### How to complete this task
Please repeat exactly the line containing "Query: white road marking" and each line after it in the records below, through the last.

Stored data entries:
•••••
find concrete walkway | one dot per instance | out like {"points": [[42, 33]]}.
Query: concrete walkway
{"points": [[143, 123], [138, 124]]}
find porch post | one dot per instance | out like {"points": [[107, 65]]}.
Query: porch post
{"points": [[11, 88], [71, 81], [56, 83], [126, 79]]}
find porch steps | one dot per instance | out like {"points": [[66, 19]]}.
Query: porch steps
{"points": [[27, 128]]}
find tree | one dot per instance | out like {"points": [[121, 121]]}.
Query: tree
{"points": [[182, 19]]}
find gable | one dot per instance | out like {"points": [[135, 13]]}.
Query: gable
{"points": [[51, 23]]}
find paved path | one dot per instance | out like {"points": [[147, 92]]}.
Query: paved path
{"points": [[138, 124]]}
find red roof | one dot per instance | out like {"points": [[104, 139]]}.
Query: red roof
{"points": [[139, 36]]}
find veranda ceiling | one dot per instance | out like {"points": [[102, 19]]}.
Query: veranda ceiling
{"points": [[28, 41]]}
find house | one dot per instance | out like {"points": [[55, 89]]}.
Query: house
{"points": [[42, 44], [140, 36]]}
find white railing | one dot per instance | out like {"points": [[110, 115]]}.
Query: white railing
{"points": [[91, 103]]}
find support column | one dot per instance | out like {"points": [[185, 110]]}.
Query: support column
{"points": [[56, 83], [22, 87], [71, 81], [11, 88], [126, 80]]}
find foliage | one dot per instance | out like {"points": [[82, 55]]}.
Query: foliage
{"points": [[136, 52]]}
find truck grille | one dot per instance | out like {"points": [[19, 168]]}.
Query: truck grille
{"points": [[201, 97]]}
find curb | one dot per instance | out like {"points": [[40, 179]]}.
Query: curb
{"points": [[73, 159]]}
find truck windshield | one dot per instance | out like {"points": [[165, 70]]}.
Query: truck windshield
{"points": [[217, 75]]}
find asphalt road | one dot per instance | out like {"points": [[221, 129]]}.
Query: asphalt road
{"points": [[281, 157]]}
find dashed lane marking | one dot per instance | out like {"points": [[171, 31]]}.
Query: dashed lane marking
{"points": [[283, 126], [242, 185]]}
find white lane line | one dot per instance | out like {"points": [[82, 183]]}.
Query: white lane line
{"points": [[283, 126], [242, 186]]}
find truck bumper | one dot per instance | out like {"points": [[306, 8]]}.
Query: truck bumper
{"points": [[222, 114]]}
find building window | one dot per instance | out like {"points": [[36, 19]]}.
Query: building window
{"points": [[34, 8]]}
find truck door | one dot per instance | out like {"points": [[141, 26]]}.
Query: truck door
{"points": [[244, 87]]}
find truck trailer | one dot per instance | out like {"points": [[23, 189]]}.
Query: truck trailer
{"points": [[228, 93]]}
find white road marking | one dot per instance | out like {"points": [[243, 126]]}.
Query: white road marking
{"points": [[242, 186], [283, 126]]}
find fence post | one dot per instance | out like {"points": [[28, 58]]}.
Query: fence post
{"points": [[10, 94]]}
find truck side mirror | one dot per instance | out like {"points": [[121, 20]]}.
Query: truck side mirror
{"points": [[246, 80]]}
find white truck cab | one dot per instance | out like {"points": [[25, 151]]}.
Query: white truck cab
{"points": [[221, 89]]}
•••••
### Written solution
Query: white road marking
{"points": [[242, 186], [283, 126]]}
find fence post | one dot per instance | out like {"points": [[28, 58]]}.
Query: fence post
{"points": [[10, 94]]}
find truck side mirror | one dot per instance | out like {"points": [[121, 20]]}.
Query: truck side mirror
{"points": [[246, 80]]}
find white truck cab | one dot per instance | out like {"points": [[25, 151]]}.
Query: white truck cab
{"points": [[221, 89]]}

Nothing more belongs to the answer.